Stored data
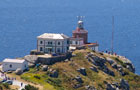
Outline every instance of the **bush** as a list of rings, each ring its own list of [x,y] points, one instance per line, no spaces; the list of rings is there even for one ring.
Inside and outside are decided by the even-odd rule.
[[[9,84],[8,83],[3,83],[3,86],[7,89],[9,89]]]
[[[47,79],[45,80],[47,83],[50,83],[51,85],[57,86],[57,87],[61,87],[61,80],[59,79]]]
[[[40,76],[35,75],[34,78],[36,78],[36,79],[40,79]]]
[[[22,90],[39,90],[39,89],[28,84],[25,86],[25,89],[22,89]]]

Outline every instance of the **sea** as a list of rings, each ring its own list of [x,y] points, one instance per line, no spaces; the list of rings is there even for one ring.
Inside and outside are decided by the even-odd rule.
[[[0,0],[0,61],[29,54],[40,34],[72,36],[77,16],[100,51],[111,48],[114,16],[114,52],[140,75],[140,0]]]

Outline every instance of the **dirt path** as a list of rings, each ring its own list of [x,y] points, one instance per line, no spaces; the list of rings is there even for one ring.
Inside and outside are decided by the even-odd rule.
[[[32,85],[32,86],[34,86],[34,87],[37,87],[37,88],[39,88],[39,90],[43,90],[43,86],[41,86],[41,85],[38,85],[38,84],[33,84],[33,83],[31,83],[31,82],[28,82],[28,81],[25,81],[25,80],[23,80],[23,79],[21,79],[20,78],[20,76],[18,76],[18,75],[13,75],[13,74],[6,74],[8,77],[14,77],[14,78],[16,78],[16,80],[18,80],[18,81],[20,81],[20,82],[23,82],[23,83],[25,83],[25,84],[30,84],[30,85]]]

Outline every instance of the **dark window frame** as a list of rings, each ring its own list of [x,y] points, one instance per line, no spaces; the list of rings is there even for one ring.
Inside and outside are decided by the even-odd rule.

▶ _The task_:
Images are to be left out when the records above are written out again exactly.

▶ _Answer section_:
Outline every instance of the **bush** as a list of rings, each ring its own list of [x,y] points, one instance per line, no spaces; the list of rings is there even for one ring.
Inside and outside are decided by the even-odd rule.
[[[9,84],[8,83],[3,83],[3,86],[7,89],[9,89]]]
[[[47,79],[45,80],[47,83],[50,83],[51,85],[57,86],[57,87],[61,87],[61,80],[59,79]]]
[[[40,76],[35,75],[34,78],[36,78],[36,79],[40,79]]]
[[[22,90],[39,90],[39,89],[28,84],[25,86],[25,89],[22,89]]]

Outline every instance of the **sea** as a list of rings, each ring its own list of [x,y] points, one instance per line, no spaces; the list of rings is there even for one ring.
Inside and outside are decided by the even-odd rule.
[[[0,0],[0,61],[29,54],[40,34],[72,36],[77,16],[100,51],[111,48],[114,16],[114,52],[140,75],[140,0]]]

Outline every instance of the **dirt path** as a list of rings, each ring its own list of [x,y] points, one instance per line, no spaces; the list of rings is there even for one ring.
Inside and outside are decided by the even-odd rule.
[[[32,85],[32,86],[34,86],[34,87],[37,87],[37,88],[39,88],[39,90],[43,90],[43,86],[41,86],[41,85],[38,85],[38,84],[33,84],[33,83],[31,83],[31,82],[28,82],[28,81],[25,81],[25,80],[23,80],[23,79],[21,79],[20,78],[20,76],[18,76],[18,75],[13,75],[13,74],[6,74],[8,77],[14,77],[14,78],[16,78],[16,80],[18,80],[18,81],[20,81],[20,82],[23,82],[23,83],[25,83],[25,84],[30,84],[30,85]]]

Outline every instance of the **dark window frame** as a list of rings, each ring its own list of [x,y] points, one instance per line, no spaces; the list of rings is there even for one ring.
Inside and outside are decided by the even-odd rule.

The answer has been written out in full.